GIVEN INSTRUCTION. Print the data lines from the one containing "In the photo above, where can the brown plumage" through the one containing "column 412, row 441", both included, and nothing else.
--- START ---
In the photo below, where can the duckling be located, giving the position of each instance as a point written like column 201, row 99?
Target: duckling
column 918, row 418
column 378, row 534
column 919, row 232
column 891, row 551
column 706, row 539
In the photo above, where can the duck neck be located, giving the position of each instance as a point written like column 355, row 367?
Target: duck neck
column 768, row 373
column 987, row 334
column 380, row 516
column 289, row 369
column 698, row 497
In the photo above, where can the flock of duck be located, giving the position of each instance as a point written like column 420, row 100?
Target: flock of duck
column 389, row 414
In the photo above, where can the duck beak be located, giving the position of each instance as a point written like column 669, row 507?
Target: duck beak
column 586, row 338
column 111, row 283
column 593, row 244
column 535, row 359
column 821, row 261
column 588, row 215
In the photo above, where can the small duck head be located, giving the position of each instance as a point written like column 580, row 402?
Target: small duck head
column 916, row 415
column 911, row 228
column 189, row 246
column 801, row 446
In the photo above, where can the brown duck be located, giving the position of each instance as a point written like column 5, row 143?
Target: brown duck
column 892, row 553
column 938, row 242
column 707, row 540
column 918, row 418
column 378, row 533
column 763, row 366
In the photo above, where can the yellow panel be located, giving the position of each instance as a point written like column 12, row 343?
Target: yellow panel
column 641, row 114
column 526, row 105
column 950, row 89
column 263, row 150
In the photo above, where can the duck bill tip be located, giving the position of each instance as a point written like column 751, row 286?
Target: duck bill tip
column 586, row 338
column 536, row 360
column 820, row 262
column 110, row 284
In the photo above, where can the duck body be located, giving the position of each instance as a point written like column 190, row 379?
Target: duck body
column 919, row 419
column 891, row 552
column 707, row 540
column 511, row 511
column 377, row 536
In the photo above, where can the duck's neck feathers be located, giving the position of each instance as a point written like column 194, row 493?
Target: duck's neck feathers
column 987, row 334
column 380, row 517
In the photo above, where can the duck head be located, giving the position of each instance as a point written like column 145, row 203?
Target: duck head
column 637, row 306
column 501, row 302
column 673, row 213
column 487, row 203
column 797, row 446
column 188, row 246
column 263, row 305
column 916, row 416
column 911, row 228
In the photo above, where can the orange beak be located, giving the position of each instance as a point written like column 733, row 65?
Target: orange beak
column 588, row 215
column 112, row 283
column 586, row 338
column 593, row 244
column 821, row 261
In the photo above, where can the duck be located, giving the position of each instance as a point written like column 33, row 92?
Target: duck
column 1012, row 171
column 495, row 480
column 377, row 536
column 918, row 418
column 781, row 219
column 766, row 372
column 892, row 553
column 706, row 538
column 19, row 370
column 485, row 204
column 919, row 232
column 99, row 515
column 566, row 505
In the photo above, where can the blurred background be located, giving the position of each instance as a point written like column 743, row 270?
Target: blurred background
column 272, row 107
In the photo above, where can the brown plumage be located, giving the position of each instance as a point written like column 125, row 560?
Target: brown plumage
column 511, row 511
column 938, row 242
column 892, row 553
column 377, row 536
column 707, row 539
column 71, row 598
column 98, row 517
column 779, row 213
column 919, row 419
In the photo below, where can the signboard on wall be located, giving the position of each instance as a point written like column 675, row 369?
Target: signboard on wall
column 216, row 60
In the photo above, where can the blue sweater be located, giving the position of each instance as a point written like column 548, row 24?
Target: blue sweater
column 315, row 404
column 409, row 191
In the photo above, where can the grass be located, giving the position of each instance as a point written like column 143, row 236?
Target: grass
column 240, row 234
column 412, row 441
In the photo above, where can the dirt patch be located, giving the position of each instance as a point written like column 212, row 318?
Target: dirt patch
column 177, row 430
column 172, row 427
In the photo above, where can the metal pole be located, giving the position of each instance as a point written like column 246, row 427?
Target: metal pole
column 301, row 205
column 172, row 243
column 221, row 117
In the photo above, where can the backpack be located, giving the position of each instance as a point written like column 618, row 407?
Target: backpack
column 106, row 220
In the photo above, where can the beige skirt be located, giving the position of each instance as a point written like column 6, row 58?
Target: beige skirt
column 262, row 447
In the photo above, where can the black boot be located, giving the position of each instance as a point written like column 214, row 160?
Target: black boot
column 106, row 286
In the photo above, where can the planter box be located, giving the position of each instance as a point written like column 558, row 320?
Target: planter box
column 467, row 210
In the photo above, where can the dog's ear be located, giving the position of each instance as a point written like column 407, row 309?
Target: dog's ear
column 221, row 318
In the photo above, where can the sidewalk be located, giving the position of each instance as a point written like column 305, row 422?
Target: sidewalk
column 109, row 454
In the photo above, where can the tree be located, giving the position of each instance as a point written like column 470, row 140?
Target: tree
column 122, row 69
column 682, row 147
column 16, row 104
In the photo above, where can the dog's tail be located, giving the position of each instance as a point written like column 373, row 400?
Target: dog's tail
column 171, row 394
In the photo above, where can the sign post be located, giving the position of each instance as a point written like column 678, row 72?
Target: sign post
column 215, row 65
--- END ---
THE RESULT.
In the photo above, where can the brown plumage be located, giving the position of each instance as a point written like column 125, row 560?
Target: brown plumage
column 511, row 511
column 938, row 242
column 892, row 553
column 377, row 536
column 707, row 539
column 71, row 598
column 98, row 517
column 779, row 213
column 919, row 419
In the photo below, where can the signboard on wall be located, giving the position of each instance as a point written like column 675, row 369?
Target: signboard on wall
column 216, row 60
In the photo above, where can the blue sweater be located, giving the position of each instance as a point written like column 548, row 24?
Target: blue sweater
column 315, row 404
column 409, row 191
In the photo above, where can the grass be located, giving the position of each instance as a point written like column 143, row 236?
Target: grass
column 240, row 234
column 412, row 441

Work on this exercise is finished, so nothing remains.